**What you have to do:** Copy out the yogurt study text below word for word, from its first sentence to its last.

**Reading text:**
........

Conducted at the University of Kiel in Germany and published last fall by the Journal of Public Policy & Marketing, the study was designed to find out how big of a role taste and nutrition information played in the food choices of self-described healthy and unhealthy eaters. As noted in an article on the study at DiabetesInControl.com, participants were given samples of different kinds of yogurt that contained different levels of sugar and fat. They were then given nutrition information about each kind of yogurt, and asked which kind they would buy if given the option. When asked about why they made their yogurt choice, self-described unhealthy eaters were less likely than healthy eaters to say that nutrition played a role in their decision — perhaps not a surprise. But less predictably, self-described healthy eaters weren’t all that likely to make a decision based on health information, also naming taste as the number-one reason for making their selection. Once they had formed a taste-based opinion and chosen a favorite, nutrition information didn’t make them change their mind about which yogurt they would buy.

........

**Dataset rows:**
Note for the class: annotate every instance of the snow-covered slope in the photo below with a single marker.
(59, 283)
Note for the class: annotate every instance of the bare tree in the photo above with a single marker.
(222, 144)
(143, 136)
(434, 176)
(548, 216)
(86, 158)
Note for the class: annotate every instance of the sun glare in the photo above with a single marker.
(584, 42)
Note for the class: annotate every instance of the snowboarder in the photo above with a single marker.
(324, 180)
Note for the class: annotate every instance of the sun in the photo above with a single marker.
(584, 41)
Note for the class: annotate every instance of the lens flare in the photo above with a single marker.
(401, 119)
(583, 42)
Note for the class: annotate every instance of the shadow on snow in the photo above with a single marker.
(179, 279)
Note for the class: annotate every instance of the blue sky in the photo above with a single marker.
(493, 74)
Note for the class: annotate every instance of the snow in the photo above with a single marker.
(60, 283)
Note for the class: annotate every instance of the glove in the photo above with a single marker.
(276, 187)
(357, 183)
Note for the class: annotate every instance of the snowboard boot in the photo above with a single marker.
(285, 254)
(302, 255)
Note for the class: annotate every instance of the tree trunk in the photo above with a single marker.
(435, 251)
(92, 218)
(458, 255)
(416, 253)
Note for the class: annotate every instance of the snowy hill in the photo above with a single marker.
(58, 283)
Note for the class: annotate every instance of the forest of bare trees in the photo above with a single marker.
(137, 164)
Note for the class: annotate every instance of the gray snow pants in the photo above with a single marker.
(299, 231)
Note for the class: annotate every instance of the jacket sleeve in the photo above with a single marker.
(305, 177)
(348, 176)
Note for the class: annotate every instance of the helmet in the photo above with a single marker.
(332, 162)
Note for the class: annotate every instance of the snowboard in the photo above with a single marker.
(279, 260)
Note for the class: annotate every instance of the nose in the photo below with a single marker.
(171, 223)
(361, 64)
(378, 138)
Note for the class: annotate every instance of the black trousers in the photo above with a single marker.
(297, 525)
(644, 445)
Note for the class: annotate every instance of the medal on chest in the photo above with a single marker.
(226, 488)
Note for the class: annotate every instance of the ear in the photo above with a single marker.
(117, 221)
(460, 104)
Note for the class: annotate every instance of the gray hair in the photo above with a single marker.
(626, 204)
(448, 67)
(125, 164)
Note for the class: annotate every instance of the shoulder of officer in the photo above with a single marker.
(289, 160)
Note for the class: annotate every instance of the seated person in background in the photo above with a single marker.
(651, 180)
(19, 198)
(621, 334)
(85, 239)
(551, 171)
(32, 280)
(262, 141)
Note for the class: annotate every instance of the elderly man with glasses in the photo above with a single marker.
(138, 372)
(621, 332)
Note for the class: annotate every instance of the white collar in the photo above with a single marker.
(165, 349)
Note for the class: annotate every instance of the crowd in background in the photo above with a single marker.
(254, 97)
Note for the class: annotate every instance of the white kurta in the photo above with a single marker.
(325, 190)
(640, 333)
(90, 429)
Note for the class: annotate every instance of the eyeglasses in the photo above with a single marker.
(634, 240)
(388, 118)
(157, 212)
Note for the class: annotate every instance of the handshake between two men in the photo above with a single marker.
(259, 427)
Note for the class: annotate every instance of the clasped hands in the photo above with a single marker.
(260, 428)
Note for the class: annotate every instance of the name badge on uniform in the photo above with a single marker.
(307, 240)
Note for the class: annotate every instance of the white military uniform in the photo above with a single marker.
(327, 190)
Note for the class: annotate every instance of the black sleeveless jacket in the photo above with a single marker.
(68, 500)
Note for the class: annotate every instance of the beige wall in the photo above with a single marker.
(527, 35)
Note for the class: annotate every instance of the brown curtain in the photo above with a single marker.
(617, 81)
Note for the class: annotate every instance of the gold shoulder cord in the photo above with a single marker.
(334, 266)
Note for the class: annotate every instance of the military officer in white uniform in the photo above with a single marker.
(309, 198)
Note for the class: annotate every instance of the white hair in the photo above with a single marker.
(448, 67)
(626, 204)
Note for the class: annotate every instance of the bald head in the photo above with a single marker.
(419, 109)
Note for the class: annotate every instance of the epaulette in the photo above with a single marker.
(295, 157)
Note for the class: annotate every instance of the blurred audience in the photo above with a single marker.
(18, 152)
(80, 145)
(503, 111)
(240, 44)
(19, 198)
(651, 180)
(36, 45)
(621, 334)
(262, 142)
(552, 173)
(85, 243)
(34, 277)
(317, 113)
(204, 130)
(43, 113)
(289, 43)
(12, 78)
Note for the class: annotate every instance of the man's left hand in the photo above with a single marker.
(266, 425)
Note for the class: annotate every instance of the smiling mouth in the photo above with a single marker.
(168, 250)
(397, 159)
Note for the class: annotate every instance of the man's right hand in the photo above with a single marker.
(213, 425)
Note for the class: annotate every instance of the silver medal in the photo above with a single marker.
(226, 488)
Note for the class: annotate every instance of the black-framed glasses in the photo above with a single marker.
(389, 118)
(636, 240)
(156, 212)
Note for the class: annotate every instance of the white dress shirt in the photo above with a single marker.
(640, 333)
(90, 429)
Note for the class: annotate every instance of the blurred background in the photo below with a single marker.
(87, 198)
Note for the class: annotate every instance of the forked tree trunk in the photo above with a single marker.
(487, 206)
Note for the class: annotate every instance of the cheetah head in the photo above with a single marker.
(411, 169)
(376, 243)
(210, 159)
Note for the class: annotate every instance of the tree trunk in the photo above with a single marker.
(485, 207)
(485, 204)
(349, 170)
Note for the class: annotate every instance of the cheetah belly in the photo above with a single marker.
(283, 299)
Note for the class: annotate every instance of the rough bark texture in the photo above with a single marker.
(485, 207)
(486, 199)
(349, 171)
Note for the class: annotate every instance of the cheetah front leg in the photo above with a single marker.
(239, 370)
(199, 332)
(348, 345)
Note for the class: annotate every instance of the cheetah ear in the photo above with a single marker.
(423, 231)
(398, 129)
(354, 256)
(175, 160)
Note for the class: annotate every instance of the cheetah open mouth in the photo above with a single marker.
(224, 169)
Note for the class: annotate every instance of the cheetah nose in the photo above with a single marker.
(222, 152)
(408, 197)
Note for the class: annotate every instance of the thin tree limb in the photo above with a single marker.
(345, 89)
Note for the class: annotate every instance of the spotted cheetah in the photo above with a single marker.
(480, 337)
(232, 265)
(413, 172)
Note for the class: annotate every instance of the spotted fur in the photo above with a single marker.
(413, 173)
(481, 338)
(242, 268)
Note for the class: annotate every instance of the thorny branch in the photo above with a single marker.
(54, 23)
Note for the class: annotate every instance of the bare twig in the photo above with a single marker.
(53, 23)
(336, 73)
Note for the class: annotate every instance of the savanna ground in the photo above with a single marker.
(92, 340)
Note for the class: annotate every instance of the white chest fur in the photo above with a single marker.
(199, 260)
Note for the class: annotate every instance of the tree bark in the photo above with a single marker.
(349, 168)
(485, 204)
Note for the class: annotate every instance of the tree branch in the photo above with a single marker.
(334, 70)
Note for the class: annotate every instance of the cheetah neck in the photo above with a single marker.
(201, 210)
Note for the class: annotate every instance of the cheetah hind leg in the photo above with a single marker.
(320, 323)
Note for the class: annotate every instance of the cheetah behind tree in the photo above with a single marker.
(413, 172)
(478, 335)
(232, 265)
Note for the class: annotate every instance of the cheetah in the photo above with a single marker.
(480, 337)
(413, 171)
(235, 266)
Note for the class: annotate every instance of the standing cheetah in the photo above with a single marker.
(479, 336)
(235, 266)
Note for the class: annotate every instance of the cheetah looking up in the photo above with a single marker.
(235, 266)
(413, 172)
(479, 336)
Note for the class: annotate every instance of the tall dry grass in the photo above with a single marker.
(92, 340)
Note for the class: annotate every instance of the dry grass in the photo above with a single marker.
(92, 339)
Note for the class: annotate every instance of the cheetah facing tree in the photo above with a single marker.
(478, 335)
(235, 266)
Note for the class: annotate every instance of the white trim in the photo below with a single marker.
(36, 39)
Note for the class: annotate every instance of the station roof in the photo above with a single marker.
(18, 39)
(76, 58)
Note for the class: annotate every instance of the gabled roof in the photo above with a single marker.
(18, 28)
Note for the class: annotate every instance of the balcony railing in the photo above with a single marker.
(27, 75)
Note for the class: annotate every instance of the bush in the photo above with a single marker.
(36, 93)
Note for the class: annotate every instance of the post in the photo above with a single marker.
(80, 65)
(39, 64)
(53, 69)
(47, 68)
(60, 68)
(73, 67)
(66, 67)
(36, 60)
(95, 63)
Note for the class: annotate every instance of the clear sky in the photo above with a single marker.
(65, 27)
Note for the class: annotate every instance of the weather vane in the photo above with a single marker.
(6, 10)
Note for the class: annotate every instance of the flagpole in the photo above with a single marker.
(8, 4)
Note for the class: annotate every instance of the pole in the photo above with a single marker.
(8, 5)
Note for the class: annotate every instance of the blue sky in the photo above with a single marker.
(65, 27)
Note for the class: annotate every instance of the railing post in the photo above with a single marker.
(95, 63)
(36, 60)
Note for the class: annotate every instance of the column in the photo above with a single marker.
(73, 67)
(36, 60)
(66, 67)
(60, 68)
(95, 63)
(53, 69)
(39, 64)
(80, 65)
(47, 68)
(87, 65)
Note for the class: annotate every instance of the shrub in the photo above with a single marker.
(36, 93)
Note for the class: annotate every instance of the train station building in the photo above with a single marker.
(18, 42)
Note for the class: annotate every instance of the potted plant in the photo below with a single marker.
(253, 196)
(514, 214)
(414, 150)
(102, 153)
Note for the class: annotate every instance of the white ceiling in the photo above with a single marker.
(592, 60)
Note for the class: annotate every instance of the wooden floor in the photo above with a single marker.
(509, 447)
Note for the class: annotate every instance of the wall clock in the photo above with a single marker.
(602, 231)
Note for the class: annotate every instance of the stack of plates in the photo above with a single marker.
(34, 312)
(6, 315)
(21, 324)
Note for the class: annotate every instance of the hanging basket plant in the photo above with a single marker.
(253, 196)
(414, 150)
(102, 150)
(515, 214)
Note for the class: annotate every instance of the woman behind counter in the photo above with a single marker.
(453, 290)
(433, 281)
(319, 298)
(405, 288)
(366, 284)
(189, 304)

........

**Full output:**
Conducted at the University of Kiel in Germany and published last fall by the Journal of Public Policy & Marketing, the study was designed to find out how big of a role taste and nutrition information played in the food choices of self-described healthy and unhealthy eaters. As noted in an article on the study at DiabetesInControl.com, participants were given samples of different kinds of yogurt that contained different levels of sugar and fat. They were then given nutrition information about each kind of yogurt, and asked which kind they would buy if given the option. When asked about why they made their yogurt choice, self-described unhealthy eaters were less likely than healthy eaters to say that nutrition played a role in their decision — perhaps not a surprise. But less predictably, self-described healthy eaters weren’t all that likely to make a decision based on health information, also naming taste as the number-one reason for making their selection. Once they had formed a taste-based opinion and chosen a favorite, nutrition information didn’t make them change their mind about which yogurt they would buy.